---------- Extracted material ----------

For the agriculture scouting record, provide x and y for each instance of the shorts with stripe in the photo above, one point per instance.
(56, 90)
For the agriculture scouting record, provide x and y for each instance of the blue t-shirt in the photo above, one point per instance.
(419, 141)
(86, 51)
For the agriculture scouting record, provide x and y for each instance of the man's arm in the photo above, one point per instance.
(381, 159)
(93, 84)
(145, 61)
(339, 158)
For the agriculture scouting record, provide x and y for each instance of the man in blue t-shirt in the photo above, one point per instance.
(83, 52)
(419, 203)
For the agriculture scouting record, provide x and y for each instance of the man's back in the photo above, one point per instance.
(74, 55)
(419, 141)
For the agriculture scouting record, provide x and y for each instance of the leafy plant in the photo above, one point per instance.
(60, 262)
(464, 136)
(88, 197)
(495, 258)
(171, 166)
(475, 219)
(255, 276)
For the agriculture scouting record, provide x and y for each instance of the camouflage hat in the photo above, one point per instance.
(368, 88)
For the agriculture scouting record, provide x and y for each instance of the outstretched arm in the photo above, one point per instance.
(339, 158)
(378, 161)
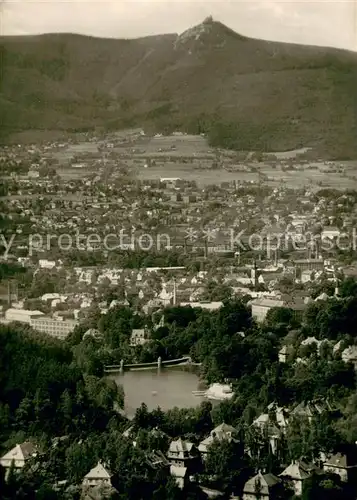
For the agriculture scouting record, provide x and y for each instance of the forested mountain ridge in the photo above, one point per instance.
(245, 93)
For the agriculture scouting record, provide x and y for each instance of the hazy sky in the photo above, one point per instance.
(331, 23)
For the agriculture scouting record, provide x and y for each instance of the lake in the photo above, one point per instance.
(166, 388)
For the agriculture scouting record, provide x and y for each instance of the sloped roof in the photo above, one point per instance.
(296, 470)
(180, 446)
(261, 482)
(98, 472)
(20, 452)
(177, 471)
(337, 460)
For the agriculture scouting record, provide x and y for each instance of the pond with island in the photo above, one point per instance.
(167, 388)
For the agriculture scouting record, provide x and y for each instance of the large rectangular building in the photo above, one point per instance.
(22, 315)
(55, 327)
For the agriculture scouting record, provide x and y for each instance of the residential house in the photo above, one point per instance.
(261, 487)
(344, 465)
(222, 432)
(182, 454)
(285, 353)
(349, 355)
(139, 337)
(98, 476)
(296, 475)
(18, 456)
(180, 474)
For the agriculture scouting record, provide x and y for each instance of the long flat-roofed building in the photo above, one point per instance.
(55, 327)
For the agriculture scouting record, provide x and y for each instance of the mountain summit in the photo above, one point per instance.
(245, 93)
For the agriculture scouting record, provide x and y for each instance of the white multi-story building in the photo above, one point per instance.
(55, 327)
(22, 315)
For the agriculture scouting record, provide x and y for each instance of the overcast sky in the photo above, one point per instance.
(331, 23)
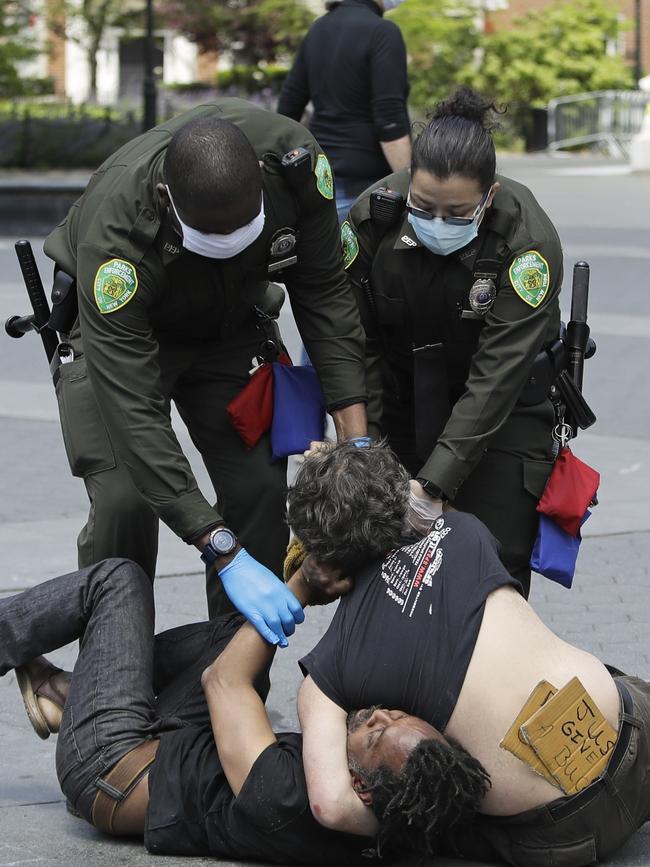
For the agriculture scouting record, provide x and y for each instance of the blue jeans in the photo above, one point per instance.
(127, 686)
(348, 191)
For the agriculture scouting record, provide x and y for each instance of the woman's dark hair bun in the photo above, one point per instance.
(469, 104)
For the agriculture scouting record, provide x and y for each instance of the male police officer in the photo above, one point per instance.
(172, 245)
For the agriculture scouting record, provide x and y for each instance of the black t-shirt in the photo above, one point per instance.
(352, 66)
(192, 810)
(405, 636)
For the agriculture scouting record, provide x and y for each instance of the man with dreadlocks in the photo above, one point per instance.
(168, 738)
(438, 628)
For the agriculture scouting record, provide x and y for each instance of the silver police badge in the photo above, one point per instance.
(482, 295)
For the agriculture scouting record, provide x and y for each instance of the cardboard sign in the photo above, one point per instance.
(514, 741)
(571, 737)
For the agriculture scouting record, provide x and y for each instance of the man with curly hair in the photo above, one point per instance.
(168, 738)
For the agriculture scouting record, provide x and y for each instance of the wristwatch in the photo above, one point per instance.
(432, 490)
(222, 542)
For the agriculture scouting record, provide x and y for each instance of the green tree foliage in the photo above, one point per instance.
(557, 51)
(15, 45)
(96, 17)
(257, 31)
(442, 42)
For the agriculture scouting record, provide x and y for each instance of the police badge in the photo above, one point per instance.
(482, 295)
(282, 243)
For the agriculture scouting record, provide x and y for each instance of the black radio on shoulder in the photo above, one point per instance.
(386, 206)
(296, 166)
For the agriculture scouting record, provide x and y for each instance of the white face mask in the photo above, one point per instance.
(215, 246)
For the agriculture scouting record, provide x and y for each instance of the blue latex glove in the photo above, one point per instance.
(262, 598)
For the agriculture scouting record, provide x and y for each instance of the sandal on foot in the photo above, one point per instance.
(34, 683)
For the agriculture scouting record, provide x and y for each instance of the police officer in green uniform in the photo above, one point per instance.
(458, 280)
(172, 246)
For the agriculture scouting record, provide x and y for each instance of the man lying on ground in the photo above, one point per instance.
(439, 629)
(141, 751)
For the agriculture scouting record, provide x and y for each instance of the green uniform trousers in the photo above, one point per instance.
(505, 487)
(201, 379)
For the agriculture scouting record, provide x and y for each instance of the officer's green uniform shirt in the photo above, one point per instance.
(165, 294)
(487, 375)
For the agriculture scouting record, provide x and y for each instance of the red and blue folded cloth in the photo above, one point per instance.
(284, 399)
(564, 507)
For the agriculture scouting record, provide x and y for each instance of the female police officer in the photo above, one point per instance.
(458, 273)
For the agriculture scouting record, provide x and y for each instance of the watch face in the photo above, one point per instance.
(223, 540)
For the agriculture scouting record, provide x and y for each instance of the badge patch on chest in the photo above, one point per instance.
(529, 275)
(349, 244)
(324, 179)
(115, 285)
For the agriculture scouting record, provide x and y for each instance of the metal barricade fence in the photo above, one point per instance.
(607, 117)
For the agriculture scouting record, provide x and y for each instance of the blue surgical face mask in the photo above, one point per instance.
(440, 237)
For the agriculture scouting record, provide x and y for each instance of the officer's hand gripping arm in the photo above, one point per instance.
(261, 597)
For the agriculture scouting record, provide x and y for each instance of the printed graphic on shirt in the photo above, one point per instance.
(324, 179)
(349, 244)
(407, 571)
(115, 285)
(529, 275)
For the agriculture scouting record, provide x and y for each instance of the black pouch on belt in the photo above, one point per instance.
(430, 397)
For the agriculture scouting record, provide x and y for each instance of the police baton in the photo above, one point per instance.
(578, 346)
(17, 326)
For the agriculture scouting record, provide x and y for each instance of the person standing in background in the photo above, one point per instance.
(352, 66)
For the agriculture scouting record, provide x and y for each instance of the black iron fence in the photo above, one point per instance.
(34, 136)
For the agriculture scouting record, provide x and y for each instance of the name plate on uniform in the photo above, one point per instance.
(514, 740)
(571, 737)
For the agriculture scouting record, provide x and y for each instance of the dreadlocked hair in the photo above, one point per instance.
(440, 785)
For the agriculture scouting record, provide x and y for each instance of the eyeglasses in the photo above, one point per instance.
(452, 221)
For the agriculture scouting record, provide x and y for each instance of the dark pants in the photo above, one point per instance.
(201, 379)
(348, 191)
(581, 829)
(505, 487)
(127, 687)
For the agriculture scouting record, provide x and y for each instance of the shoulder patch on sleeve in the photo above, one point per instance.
(324, 179)
(530, 277)
(349, 244)
(115, 284)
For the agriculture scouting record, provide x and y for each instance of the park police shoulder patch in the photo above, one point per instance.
(324, 179)
(115, 285)
(529, 275)
(349, 244)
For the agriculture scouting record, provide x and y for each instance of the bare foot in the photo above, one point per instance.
(45, 689)
(52, 711)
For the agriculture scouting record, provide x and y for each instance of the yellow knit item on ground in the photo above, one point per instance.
(294, 558)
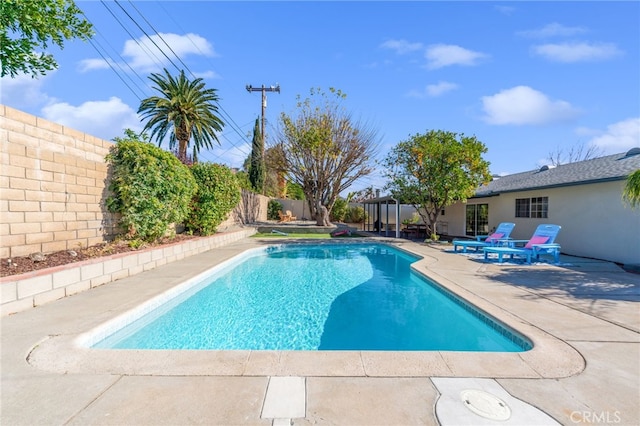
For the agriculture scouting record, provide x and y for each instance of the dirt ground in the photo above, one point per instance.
(21, 265)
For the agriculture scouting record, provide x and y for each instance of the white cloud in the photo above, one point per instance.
(577, 52)
(234, 156)
(442, 55)
(92, 64)
(23, 92)
(433, 90)
(207, 74)
(553, 30)
(523, 105)
(146, 52)
(401, 46)
(619, 137)
(103, 119)
(505, 10)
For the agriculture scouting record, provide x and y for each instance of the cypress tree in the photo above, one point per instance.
(257, 167)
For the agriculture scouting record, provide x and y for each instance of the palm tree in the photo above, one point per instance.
(185, 109)
(631, 191)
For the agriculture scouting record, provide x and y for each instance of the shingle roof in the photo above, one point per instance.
(611, 167)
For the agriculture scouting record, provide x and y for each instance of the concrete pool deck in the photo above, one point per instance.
(582, 315)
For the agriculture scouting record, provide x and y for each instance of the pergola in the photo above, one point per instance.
(374, 208)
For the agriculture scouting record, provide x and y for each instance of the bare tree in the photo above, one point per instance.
(573, 154)
(325, 150)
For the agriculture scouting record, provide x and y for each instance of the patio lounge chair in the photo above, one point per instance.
(500, 235)
(283, 217)
(541, 242)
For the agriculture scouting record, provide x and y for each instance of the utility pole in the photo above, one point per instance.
(264, 91)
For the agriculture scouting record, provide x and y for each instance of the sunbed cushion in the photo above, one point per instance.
(536, 239)
(495, 236)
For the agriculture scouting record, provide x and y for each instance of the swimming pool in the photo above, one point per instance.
(312, 297)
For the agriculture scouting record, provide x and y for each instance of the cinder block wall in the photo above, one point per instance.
(52, 186)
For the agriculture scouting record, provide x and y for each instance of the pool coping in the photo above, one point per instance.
(550, 357)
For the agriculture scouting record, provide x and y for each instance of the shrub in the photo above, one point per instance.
(272, 210)
(339, 210)
(218, 193)
(150, 187)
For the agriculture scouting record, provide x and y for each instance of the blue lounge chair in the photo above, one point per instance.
(541, 242)
(502, 233)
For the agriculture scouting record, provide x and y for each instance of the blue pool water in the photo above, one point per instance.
(318, 297)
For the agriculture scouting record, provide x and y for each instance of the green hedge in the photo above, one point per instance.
(218, 193)
(150, 187)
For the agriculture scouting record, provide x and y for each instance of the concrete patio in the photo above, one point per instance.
(582, 315)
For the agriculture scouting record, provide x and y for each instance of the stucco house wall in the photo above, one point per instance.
(595, 221)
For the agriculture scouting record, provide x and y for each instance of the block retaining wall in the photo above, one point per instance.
(22, 292)
(53, 183)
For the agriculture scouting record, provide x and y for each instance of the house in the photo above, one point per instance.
(584, 197)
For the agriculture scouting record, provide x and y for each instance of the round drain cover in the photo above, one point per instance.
(486, 405)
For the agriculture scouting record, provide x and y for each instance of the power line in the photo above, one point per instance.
(264, 91)
(148, 36)
(100, 49)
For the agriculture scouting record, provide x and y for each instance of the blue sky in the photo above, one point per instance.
(525, 78)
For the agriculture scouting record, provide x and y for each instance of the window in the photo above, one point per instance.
(540, 207)
(522, 207)
(536, 207)
(477, 219)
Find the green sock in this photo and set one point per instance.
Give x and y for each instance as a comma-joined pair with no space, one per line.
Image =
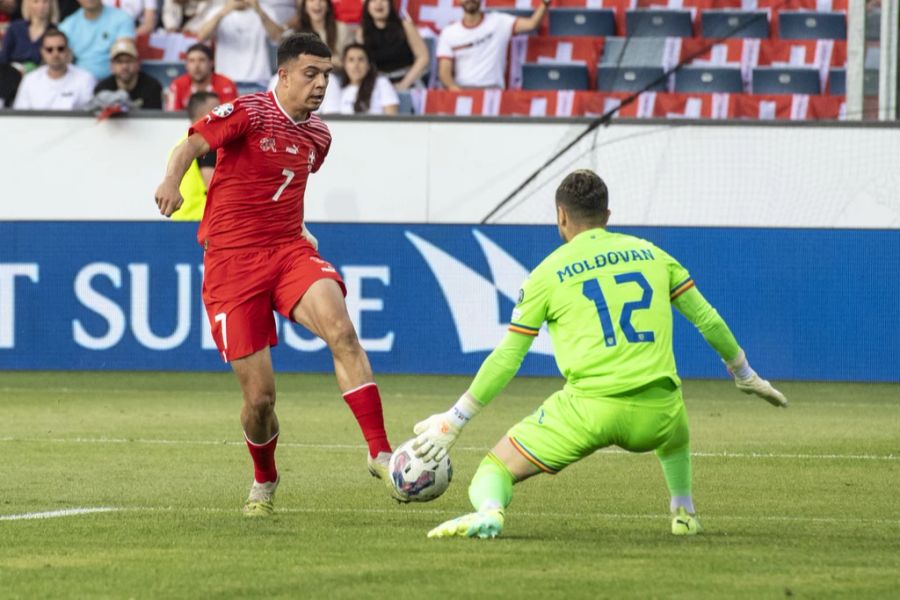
676,466
491,486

----------

• _Problem description_
Word for word, repeat only the lines from the line containing "of the window" through the end of the data, without any pictures.

• _Final answer_
For the agriculture scouting record, provide x and y for each instance of the window in the photo above, one point per instance.
(540, 207)
(522, 207)
(536, 207)
(477, 219)
Find the green sock in this photo and set one point per instance.
Give x and y for each instance as a comma-joined pair with no space, one per line.
Image =
676,466
491,486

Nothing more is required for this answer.